SET PROBLEM:
Reproduce the part of the listing that opens with the line containing "[locate] the green" and closes at the end of the listing, requests included, multiplying every answer coordinate by 1.1 and rounding to the nearest whole number, with halves rounded up. Leave the numbers in the requests and their format samples unchanged.

(Data records)

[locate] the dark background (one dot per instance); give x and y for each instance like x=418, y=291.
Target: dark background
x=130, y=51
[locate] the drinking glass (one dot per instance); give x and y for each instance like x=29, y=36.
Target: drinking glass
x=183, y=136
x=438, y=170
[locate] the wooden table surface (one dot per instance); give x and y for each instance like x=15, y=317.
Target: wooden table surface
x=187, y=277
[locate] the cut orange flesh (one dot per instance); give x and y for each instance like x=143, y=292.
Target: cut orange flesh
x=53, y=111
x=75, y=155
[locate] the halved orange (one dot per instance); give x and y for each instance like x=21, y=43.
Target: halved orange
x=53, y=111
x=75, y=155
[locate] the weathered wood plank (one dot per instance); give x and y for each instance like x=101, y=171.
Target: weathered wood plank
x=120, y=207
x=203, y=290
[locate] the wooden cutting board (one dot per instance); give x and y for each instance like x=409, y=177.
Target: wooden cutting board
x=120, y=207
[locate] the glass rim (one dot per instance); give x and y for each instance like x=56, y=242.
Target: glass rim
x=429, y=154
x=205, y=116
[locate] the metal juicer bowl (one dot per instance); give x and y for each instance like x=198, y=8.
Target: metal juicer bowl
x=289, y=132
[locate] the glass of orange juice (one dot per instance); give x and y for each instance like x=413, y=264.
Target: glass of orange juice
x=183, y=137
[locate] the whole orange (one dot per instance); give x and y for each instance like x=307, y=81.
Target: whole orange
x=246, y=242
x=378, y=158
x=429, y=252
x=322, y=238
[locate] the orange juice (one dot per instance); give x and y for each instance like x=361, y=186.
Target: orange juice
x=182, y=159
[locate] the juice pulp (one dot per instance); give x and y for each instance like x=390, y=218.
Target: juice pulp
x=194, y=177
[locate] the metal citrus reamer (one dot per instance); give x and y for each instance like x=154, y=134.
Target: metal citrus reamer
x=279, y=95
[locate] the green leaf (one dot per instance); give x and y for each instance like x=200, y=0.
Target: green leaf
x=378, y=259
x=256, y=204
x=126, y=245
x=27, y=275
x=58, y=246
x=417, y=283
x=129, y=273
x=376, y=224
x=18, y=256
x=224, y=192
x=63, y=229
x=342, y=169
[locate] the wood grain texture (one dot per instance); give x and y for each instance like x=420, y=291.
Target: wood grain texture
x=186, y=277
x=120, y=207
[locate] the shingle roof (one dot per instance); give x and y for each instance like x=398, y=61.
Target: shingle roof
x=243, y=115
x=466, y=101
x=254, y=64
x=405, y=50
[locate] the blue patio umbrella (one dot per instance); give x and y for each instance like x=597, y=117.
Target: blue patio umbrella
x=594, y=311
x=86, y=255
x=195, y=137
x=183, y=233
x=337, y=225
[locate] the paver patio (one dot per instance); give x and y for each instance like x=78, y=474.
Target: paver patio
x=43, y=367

REPLY TO THE TASK:
[locate] the green leaf (one dot per instance); give x and y for each instance like x=200, y=0.
Target: green leaf
x=416, y=285
x=282, y=224
x=139, y=270
x=30, y=303
x=64, y=271
x=459, y=311
x=142, y=300
x=414, y=246
x=20, y=282
x=246, y=211
x=69, y=252
x=376, y=186
[locate] the wood grain texture (one dot per instance); give x and y for each instance like x=420, y=291.
Target: wood grain texture
x=205, y=305
x=132, y=228
[locate] the shingle roof (one dot per instance); give x and y for each instance like x=398, y=61.
Target: shingle roof
x=267, y=127
x=513, y=111
x=279, y=70
x=446, y=55
[locate] the blue patio umbrella (one dot per instance); give x and y for each instance like x=597, y=117.
Target: blue patio umbrella
x=653, y=342
x=95, y=281
x=215, y=151
x=201, y=256
x=371, y=248
[locate] the paver patio (one dot per instance); give x and y for each instance like x=78, y=474.
Target: paver patio
x=47, y=404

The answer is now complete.